» **AIM OF THE TASK**: Please carry on the essay about preparing adopted children for other people's remarks, starting right after its final sentence.

» **QUOTED PASSAGE**:

::::::::

Adoption... And After
Empowering Your Adopted Child
In my five year old's short life, she has been called "flat nose" and "watermelon head." You see, she and my two year old son are Asian. I have two older daughters as well. One is biological and the other is adopted. The adopted one has been told by neighborhood children when she was younger that they only played with her because she was adopted and they felt sorry for her.
Dealing with these predicaments, along with the many comments of others, is a reality of adoption, especially if your adopted children
don't look like you. When you hold your precious child for the first time, the insensitivity and ignorance of others is far from your mind, but it must be faced. You must be prepared and you must carefully prepare your child as well.
Some of the more amusing comments we have heard are: "Are they related?" "Where did you get them?" "How much did they cost?" "Are you the baby-sitter?" Or, my favorite, "Are you their real mom?" I like to respond, "No, I'm a latex model of a real mom. So lifelike!"

::::::::

» **SUPPLIED RECORDS**:
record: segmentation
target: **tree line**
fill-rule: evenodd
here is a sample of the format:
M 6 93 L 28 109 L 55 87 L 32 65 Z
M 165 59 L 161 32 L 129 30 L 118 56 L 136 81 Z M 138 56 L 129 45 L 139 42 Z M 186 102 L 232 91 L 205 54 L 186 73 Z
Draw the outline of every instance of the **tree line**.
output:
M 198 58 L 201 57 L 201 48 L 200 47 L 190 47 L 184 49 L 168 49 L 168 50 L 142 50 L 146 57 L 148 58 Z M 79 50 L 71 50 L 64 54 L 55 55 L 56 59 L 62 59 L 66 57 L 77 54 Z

::::::::

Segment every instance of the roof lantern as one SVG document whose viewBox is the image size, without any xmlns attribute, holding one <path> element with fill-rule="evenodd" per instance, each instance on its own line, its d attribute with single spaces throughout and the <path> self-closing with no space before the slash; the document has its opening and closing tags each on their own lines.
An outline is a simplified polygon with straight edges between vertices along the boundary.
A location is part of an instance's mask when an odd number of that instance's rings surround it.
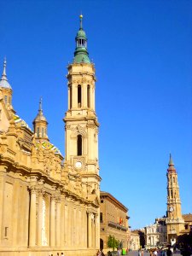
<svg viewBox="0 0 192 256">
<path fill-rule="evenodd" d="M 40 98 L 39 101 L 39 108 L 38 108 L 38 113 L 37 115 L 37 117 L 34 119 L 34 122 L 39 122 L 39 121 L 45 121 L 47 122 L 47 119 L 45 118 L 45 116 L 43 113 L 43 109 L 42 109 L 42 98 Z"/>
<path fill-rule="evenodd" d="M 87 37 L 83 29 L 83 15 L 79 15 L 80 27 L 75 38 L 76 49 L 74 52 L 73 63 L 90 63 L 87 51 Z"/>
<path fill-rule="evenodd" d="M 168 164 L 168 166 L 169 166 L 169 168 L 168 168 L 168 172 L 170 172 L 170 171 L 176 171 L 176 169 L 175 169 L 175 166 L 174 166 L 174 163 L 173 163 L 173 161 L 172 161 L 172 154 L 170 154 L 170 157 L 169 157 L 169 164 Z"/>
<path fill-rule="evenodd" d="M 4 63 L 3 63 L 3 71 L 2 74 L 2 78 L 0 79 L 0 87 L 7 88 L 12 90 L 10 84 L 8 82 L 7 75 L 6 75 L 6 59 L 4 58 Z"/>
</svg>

::::::::

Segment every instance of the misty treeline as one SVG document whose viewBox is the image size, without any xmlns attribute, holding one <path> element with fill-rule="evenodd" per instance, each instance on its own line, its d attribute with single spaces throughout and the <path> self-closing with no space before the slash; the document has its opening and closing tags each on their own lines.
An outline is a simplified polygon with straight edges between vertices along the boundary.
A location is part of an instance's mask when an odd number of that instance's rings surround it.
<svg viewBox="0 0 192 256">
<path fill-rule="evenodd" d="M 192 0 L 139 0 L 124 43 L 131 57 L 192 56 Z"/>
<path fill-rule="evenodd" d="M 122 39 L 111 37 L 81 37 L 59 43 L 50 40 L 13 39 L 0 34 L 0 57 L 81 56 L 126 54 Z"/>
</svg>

::::::::

» **EXERCISE RESPONSE**:
A young child cannot defend themselves. They rely on you, their parent, to field these insensitive comments. Sometimes a gentle reminder will suffice, especially if the remark comes from a relative or friend. Often humor is effective. Sometimes, however, righteous indignation is the only appropriate response.
Adoptive parents have two tasks: To educate others who really want to know about adoption and to empower our children to deal with comments and remarks. We educate others with our words, our actions and reactions. If a comment or remark expresses genuine interest in learning about adoption, I will chat with someone until their questions are answered. Part of being an adoptive parent is that you become an advocate for adoption. It is inevitable. When someone has serious questions about how we adopted, I like nothing better than to share our wonderful story of God's grace.
The other part of our role is to empower our children. They have the right to choose whether they will answer intrusive questions. They can formulate the answers which seem the most appropriate to them. But they need our coaching.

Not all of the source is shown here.